■ **Work to be completed**: Your answer must be an exact copy of the data below, minus any pictures.

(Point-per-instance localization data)
....
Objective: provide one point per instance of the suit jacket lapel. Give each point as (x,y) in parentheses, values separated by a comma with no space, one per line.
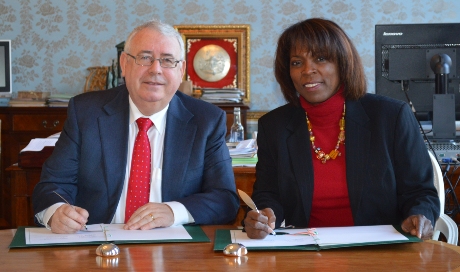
(177,148)
(113,133)
(358,142)
(300,156)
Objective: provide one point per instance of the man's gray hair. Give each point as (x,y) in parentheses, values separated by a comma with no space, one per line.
(163,28)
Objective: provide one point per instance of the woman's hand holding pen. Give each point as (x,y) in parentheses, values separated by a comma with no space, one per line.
(68,219)
(259,225)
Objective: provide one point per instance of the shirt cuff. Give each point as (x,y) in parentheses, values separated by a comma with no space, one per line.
(181,214)
(44,216)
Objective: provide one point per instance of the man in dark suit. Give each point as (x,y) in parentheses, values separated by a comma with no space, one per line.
(191,178)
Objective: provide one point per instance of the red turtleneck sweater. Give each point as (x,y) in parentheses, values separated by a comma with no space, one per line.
(331,204)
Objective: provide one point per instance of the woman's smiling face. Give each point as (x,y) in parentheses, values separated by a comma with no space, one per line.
(315,78)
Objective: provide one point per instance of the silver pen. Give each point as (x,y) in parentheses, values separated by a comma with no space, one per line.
(69,204)
(248,200)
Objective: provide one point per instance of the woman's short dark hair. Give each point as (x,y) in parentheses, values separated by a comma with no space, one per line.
(322,38)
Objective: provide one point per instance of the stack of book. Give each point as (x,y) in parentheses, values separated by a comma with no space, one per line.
(59,100)
(233,95)
(29,99)
(244,153)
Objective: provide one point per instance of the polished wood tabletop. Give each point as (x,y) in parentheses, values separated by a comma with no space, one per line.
(422,256)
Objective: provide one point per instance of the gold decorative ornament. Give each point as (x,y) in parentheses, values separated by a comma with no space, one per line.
(211,63)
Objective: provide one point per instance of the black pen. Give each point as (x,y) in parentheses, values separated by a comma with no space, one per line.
(69,204)
(281,233)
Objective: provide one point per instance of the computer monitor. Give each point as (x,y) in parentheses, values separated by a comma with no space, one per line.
(402,60)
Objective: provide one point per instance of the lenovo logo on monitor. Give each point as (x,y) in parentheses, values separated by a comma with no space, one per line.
(392,33)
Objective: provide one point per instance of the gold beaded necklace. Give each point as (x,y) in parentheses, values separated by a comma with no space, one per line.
(323,157)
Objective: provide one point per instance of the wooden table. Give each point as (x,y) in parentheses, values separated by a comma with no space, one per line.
(423,256)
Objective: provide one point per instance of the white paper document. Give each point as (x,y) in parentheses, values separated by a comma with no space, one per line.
(324,236)
(38,144)
(104,232)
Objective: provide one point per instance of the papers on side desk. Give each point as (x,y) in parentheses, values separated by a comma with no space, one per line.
(38,144)
(244,149)
(104,232)
(244,153)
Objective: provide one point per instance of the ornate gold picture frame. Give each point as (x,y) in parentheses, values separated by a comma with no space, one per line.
(218,56)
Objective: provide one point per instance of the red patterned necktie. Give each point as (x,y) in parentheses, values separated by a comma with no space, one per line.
(141,164)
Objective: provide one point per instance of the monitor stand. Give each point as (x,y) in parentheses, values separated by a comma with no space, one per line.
(444,117)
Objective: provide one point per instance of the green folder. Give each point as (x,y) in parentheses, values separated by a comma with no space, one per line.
(222,238)
(198,235)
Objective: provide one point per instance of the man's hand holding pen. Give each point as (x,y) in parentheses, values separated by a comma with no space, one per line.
(259,225)
(68,219)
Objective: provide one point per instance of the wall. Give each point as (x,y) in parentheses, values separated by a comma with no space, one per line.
(54,41)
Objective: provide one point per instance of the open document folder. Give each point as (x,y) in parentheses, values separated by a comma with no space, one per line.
....
■ **Answer below**:
Objective: provide one point per instance of the suit jacket lapel. Give each point as (x,y) in parentheses, values separated by a comma with no space, one per line.
(177,148)
(113,133)
(358,142)
(300,156)
Objective: provide one point per instance of the man's gray hair. Give each point as (x,y) in parentheses, values separated by a comma with no space, one per line.
(163,28)
Objective: provide one point per instance of the woman's hand holding pen. Give each point as (x,y) in parentheses, values separated by a comma with no space, one per line.
(68,219)
(259,225)
Objective: provide one point per instance of the shirt cuff. Give each point as (x,y) in parentheses, values separated by a comma with no space, one per line.
(181,214)
(44,216)
Objective: provide one point per instance of the man in dark suit. Give each point as (x,y) in parentheses, values separated by a comma with no space, one per line.
(191,178)
Objective: provide one point per instance of the red turtleneck sweater. Give each point as (x,y) in parentheses, values separated by a comma with no space, one per line.
(331,204)
Objective: provide one point per instance of the woman's smiling face. Give each point as (x,y) in parentheses, values separated by a comma with no space, one per line.
(315,78)
Objective: provide one point per instance of the silver pen. Give each point as (x,y) in parentheses, values separated by a comma with no space, one per line.
(69,204)
(248,200)
Objective: provide one point per instance of the woman's short dark hair. Give each point as (x,y) in parentheses, values separated by a comma with no space, one per line.
(322,38)
Objective: provide one point per instance of the stack of book. Give each point as (x,y) in parentheses, values separated by a comma with no space, one per line.
(59,100)
(233,95)
(29,99)
(244,153)
Objective: provide one point per instance of the polished wood tabletop. Give each point as (x,y) in parentheses, values separated by a comma with no space, one per line.
(422,256)
Objective: provide one point per instance of the gold decorative ornament. Give each point as (x,y) in parentheses, values separated by a comma with no space, one per line.
(211,63)
Objective: provide one point per instance of the black pen. Give each point as (x,y) in parentheses, values separated by a comma with no space, one per line.
(69,204)
(281,233)
Objective: provide one point per instance of the computer monitor. Give each point as (x,y) in parentheses, values separated by a comma with no space, one per line.
(402,60)
Objective: provide one point per instance of the lenovo logo on monitor. Give each point as (x,y) in parentheses, values separated by a comma with no space, one per line.
(392,33)
Objective: provide one point per instance of the gold beaded necklace. Give each point as (x,y) in parentheses, values separated by a comma with no space, one per line.
(323,157)
Objective: provide one point per instance of the wooden table. Give each point as (x,y) in parentheses, values separated by a comma with no space, one per line.
(423,256)
Objective: provide one point per instance of the white paper document. Give each point as (x,y) in parentheses, values separated by a comma with no space, one per line.
(324,236)
(38,144)
(104,232)
Objective: provide one point per instance of the papers on side desk. Give each point as (x,y) in parentheses, values separated by a comma with no space, one per line.
(38,144)
(244,149)
(104,232)
(244,153)
Objective: provide one point per instance of the ornate gold picture frame. Give each point as (x,y) in parentheses, values separated by a comma with no space, one per line.
(218,56)
Objective: provide one point per instance of the red patterned necktie. Give each point as (x,y) in parentheses, values separated by a comma with no space, one per line.
(141,164)
Objective: provide one point per instance of the monitor stand. Give each point as (x,y) in parentheses, values separated by a comma with no space, one per line.
(444,117)
Objective: provide one point per instance of the green folder. Give each point as (x,y) in parentheses, values separated by a comma with no space, one per line.
(222,238)
(198,235)
Objective: provide one point per instance of the man's hand holding pen. Give each point as (x,y) in parentheses, values separated by a comma with no space, one per line.
(259,225)
(68,219)
Objective: provide one point per instance of the wall. Give each point as (x,y) in parentheses, values separated by a comma with no space, one per line.
(54,41)
Objective: provide one point per instance of the open document folder. Give each point as (x,y) in parentheses, values separated by a comma with no space, one per line.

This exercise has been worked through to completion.